After selecting the blocks to be exploded, in order to carry out the explosion procedure, select the / Block / auxiliary menu option and then the / Explode/ option . The selected blocks will be exploded and the program waits for the next blocks to be selected or the {RMB} or {Esc} key ending the function. Execution of the command / Explode / simplifies the block structure of the indicated objects by one degree. This means that performing this procedure in relation to a block composed of other blocks breaks the object down into blocks, not individual objects, unless the graphic primitives also constitute components of the exploded object. Thus, the explosion procedure can be performed for a complex block structure many times, until the block is broken only into simple elements (primitives).

The necessity to use the auxiliary menu ( / Block // Explode / ) in order to decompose the indicated block was introduced to avoid accidental destruction of the block structure of the drawing, which has a significant impact on the ease of its editing.

The / Explode / function allows blocks to explode consecutively without having to select the function again. The procedure ends after the resignation from indicating the next block, which is achieved after pressing {RMB} or {Esc}.

Breaking the block into simpler elements is accompanied by removing the attribute describing the type of the exploded block.

6.11. Frozen blocks

The concept of " frozen " blocks was introduced mainly for the drawing sheet blocks described in later chapters, and for electrical diagrams. These blocks are mostly electrical symbols and drawings of electrical devices. Obviously, frozen blocks can be used on any other drawing, wherever extra protection of library blocks against accidental exploding is necessary or welcome.

The purpose of "freezing" is to prevent the block from accidentally breaking in the function / Block // Explode / while executing this function on other, normal blocks.

The block is frozen by specifying in the name of the block type (in the function / Block / / Group / , / Copy / and /Export/ ) the first character " * " (asterisk) or " $ " (dollar).

In order to break a "frozen" block (eg to modify a library symbol), instead of the function / Block // Explode / use the function / Block // * explode frozen / .

* [Listed entries]
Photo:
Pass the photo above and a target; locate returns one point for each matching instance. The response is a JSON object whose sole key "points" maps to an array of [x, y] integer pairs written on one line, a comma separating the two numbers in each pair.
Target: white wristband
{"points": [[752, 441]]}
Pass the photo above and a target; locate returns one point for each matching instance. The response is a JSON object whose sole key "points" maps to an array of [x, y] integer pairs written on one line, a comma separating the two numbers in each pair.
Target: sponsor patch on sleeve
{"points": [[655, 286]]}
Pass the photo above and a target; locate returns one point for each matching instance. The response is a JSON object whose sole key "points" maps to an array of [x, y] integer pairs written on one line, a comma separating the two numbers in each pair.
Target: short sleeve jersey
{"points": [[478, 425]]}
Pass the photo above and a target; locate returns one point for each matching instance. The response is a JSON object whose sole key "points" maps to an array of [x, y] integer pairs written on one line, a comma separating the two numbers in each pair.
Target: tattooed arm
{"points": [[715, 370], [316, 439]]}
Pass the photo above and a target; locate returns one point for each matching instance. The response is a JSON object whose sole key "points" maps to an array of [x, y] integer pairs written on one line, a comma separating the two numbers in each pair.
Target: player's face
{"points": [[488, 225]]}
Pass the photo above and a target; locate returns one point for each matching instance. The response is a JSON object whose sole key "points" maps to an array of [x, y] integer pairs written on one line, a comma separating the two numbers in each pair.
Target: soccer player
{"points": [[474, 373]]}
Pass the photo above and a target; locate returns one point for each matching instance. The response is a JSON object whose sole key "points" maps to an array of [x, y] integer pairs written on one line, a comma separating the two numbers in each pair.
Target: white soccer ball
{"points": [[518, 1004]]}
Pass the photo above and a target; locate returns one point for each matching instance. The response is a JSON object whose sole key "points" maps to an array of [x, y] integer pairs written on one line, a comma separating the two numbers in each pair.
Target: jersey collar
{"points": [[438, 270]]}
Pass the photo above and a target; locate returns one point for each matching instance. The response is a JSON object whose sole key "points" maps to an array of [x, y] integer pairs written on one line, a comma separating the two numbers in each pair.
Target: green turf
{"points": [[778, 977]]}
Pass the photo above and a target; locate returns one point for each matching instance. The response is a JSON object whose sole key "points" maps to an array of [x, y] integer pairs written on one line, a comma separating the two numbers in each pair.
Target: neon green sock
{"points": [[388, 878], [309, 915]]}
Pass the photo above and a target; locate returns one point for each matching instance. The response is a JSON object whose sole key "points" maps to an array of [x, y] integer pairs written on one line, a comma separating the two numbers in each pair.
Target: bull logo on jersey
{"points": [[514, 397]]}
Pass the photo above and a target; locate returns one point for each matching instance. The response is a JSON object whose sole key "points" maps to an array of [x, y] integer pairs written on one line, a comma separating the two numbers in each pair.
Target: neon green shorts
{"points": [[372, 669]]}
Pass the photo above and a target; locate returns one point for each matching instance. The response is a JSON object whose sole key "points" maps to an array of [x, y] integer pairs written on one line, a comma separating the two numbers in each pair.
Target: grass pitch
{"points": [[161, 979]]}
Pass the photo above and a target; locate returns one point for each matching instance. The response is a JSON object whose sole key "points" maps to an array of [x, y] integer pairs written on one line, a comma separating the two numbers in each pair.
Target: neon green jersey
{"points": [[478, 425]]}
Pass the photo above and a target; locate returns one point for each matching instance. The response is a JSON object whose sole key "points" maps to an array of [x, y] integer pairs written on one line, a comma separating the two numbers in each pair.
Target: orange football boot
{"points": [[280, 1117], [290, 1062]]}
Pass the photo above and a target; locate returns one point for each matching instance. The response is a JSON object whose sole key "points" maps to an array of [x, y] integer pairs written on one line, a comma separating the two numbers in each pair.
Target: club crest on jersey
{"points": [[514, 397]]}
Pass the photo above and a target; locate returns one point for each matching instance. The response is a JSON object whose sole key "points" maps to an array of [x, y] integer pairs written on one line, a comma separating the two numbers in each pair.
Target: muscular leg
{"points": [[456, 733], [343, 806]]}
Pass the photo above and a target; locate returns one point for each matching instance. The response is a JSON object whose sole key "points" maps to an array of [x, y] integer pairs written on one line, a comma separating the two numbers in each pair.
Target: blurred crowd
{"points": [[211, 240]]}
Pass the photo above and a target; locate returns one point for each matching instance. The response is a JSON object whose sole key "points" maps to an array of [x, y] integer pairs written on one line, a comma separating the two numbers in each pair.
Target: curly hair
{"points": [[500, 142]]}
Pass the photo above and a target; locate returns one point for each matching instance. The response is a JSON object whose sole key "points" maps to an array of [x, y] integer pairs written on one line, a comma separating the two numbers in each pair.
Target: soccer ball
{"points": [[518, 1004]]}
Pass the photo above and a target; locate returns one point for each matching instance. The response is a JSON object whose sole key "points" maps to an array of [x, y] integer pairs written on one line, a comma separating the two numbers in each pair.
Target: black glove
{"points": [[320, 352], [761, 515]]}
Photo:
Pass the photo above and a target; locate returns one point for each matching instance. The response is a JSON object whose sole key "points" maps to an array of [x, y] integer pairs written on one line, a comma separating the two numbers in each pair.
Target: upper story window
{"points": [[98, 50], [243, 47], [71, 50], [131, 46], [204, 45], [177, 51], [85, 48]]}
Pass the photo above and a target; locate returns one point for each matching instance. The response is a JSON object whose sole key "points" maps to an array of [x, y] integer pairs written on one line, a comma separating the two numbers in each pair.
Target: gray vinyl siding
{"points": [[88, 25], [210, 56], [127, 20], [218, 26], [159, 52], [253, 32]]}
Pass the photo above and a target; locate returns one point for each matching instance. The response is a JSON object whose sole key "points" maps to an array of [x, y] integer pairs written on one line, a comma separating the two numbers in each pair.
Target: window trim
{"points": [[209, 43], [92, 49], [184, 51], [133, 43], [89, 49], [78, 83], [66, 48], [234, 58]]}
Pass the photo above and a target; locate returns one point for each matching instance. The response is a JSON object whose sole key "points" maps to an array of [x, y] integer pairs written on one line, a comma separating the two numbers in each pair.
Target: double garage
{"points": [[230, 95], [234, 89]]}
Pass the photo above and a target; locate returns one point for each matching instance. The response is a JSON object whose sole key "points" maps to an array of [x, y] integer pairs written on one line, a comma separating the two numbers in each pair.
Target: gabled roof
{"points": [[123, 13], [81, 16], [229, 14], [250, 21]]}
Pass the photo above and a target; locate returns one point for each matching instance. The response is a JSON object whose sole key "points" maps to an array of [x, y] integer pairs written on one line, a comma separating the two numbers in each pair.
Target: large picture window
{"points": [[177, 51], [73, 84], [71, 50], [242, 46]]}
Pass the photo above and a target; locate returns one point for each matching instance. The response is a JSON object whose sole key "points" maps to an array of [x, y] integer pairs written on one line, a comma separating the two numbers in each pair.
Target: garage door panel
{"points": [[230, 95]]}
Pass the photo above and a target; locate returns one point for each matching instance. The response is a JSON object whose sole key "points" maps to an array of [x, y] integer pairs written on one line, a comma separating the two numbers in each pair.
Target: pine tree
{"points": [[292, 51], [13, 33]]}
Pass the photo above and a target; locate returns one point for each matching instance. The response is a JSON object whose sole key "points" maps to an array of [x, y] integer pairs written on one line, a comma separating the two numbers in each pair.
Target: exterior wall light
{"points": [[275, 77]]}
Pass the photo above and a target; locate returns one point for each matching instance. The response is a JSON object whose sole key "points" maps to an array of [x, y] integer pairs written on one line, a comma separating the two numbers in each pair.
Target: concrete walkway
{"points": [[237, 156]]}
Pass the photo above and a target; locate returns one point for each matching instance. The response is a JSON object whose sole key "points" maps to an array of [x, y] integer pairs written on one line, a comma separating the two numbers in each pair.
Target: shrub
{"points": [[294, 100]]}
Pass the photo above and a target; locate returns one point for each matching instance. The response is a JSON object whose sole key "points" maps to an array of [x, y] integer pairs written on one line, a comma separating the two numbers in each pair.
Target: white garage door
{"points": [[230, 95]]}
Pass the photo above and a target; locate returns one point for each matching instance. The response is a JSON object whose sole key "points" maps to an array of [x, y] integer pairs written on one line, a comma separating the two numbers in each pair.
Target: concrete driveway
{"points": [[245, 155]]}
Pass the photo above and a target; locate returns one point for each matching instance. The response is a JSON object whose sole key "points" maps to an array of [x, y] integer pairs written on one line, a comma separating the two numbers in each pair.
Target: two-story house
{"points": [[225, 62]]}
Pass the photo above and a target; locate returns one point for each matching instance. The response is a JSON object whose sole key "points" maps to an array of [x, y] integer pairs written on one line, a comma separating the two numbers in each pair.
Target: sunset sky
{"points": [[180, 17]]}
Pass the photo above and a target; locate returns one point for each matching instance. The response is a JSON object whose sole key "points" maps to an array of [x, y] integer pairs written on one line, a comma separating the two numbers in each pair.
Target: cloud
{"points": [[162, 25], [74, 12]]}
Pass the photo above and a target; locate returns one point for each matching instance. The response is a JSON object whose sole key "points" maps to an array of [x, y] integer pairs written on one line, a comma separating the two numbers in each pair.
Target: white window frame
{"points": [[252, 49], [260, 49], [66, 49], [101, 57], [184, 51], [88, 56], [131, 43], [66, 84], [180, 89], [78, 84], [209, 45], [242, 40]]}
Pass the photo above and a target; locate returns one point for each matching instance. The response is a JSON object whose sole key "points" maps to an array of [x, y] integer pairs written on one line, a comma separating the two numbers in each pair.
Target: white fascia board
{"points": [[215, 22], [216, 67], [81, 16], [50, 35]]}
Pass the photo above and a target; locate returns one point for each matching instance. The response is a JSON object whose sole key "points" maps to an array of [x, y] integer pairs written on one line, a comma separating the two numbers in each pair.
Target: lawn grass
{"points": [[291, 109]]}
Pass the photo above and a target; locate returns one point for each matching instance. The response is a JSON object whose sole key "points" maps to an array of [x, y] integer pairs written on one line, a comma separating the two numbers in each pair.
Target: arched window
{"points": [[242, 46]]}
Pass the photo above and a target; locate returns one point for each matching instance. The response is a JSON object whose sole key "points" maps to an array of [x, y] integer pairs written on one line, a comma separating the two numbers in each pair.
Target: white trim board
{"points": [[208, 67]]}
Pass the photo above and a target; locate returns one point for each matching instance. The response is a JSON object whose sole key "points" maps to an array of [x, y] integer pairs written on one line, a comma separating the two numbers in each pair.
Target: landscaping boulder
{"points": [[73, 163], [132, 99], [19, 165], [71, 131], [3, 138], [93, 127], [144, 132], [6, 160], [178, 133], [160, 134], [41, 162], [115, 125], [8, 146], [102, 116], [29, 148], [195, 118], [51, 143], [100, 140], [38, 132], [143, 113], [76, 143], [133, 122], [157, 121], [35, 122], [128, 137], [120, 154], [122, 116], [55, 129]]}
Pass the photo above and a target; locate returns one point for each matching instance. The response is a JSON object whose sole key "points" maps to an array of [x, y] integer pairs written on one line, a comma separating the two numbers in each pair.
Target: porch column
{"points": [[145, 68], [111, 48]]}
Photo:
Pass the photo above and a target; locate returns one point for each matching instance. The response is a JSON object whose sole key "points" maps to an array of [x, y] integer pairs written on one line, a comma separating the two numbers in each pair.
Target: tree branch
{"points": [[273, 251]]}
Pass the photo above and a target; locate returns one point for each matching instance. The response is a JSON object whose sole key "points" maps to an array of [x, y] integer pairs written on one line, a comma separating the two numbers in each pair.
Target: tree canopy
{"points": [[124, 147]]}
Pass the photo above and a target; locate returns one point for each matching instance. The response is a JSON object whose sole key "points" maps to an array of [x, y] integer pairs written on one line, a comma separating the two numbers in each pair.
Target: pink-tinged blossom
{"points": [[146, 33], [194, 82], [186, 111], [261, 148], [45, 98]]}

* [Instructions]
**A.** The passage on exploding and frozen blocks names the functions in which you can give a block type its name. List every one of those functions.
**B.** Answer these from the passage on exploding and frozen blocks:
(i) Which two keys end the Explode function?
(ii) What is removed when a block is broken into simpler elements?
(iii) Which characters, placed first in the name of a block type, freeze the block?
**C.** Carry on the passage on exploding and frozen blocks, starting right after its last sentence.

* [Task-by-task answers]
**A.** Group, Copy, Export

**B.**
(i) {RMB} or {Esc}
(ii) The attribute describing the type of the exploded block
(iii) An asterisk (*) or a dollar sign ($)

**C.**
An attempt to break a block frozen in the function / Block // Explode / is signaled with an appropriate message and the block is not exploded to simpler or primitive blocks.

6.12. Editing blocks

Blocks are subject to editing procedures similar to graphic primitives. When indicating objects in editing procedures using the pointfinder, it is sufficient to indicate any object included in the block or its fragment.

If no object was indicated directly, just the frame is market to select objects, if the " window " selection mode is active, all elements of each object included in the block must be in the block's window frame.

If the cross indicating mode is active, it is sufficient to frame any fragment of any block element.

Some editing functions can be performed directly on individual block objects, changing its internal structure, but without changing the block structure itself. Such functions include: / Edit text / , / Break / , / Trim / , / Extend / , / Fille / and / Chamf / and editing a dimension block . The other edit functions performed on a single block element require the block to be exploded first using the / Explode / block function .

After exploding and modifying (e.g. deleting) a given element, objects that were previously in a block can be regrouped using the / Group / block function . In this case, you must re-enter the type of the block that was lost due to its explosion.

6.12.1. Text editing

Any text that is part of a block can be edited like free text (not related to the block) and according to the same rules. Text editing concerns changing the text value, position in the drawing (and at the same time the position in relation to the base point of the block), text line direction, font height, width factor, character tilt attribute, type, justification, "hidden" attributes, font pattern as well as color and layer drawing.

The ability to edit the text of a block can be used to modify an imported block (as a catalog item) in order to adapt it to the needs of the current drawing, without breaking (exploding) the block into graphic primitives. Keeping the block form despite the modifications made allows for direct block operations, such as copying, moving, rotating, etc.

This property also affects the way libraries of typical elements are created. This is because it allows to enter texts in blocks (e.g. designations of elements) in a general form, prepared for further editing, prior to placing the block multiple times on a given drawing (copying).

6.12.2. Breaking (cutting), trimming, extending, filleting and chamfering

As with text editing, the break (cut), trim, extend, fillet, and chamfer procedures can be performed on block feature objects.

These operations do not change the block structure of the drawing. For the filleting and chamfering procedure, if both filleted or chamfered line segments are block elements, an additional filleting arc or chamfer line is automatically attached to the block. If one of the sections is not an element of the block, the additional section or arc is not added to the block, and the block is modified only in terms of changing the length of the element being the subject to filleting or chamfering.

If a given block has a complex structure (its elements are graphic primitives and other simple or complex blocks), then the additional arcs and segments resulting from filleting or chamfering are added to the lowest-order block in the structure of a complex block, whose the elements are being the subjects to filleting or chamfering.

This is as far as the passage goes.